# Instruction
Copy out the data below verbatim.
· · · · ·
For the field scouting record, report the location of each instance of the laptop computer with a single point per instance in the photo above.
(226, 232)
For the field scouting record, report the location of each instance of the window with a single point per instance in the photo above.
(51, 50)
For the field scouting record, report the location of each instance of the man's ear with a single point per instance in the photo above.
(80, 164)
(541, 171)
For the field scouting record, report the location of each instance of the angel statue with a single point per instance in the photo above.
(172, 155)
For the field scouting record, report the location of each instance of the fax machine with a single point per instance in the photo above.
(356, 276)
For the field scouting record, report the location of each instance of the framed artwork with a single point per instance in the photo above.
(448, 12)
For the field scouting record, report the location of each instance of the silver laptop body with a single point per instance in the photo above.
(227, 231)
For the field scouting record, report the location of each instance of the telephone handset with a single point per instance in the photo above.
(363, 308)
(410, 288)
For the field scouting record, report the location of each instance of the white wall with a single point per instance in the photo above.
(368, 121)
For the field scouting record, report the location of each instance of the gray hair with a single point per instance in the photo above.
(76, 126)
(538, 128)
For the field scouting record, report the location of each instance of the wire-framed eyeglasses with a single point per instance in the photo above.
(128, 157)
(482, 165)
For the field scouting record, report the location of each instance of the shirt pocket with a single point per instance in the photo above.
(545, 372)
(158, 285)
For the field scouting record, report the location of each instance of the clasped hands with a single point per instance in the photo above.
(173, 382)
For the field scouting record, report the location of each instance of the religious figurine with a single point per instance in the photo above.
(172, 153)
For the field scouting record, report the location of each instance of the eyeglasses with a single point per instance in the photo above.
· · · · ·
# Reply to the exercise
For the field scouting record, report the location of each instance of the laptop computer with a single point per instance in the photo above.
(226, 232)
For the field scouting record, report the location of each instance of the window with a single point per instance in the photo above.
(51, 50)
For the field scouting record, report the location of each instance of the man's ear with a single point per instance in the photo above.
(80, 164)
(541, 171)
For the field scouting record, report the location of each instance of the angel statue with a single point per instance in the photo above.
(172, 155)
For the field scouting record, report the location of each instance of the fax machine with a single point per instance in the photo above.
(356, 276)
For the field scouting record, report the location of each instance of the framed artwork with a single point per instance in the photo above.
(448, 12)
For the field scouting record, report the location of each instance of the silver laptop body with a single point per instance in the photo above.
(227, 231)
For the field scouting record, report the location of each instance of the telephone handset with a single point per instance in the photo above.
(363, 308)
(410, 288)
For the field scouting record, report the location of each instance of the white wall with a single point per instance in the photo above.
(368, 121)
For the field scouting record, report the location of each instance of the gray hair with a single point per instance in the photo above.
(76, 126)
(538, 128)
For the field scouting record, report the location of each instance of the wire-framed eyeglasses with a single point per instance in the photo above.
(128, 157)
(482, 165)
For the field scouting record, report the location of each instance of the shirt pocket with a single point per instance in the photo above.
(545, 372)
(158, 285)
For the field scouting record, report the location of each instance of the clasped hands with a single point per instance in the photo above.
(173, 382)
For the field scouting record, report the location of each instance of the religious figurine with a single point per instance in the photo above.
(172, 153)
For the field scouting record, report the location of each instance of the eyeglasses with a single point per instance in the photo above.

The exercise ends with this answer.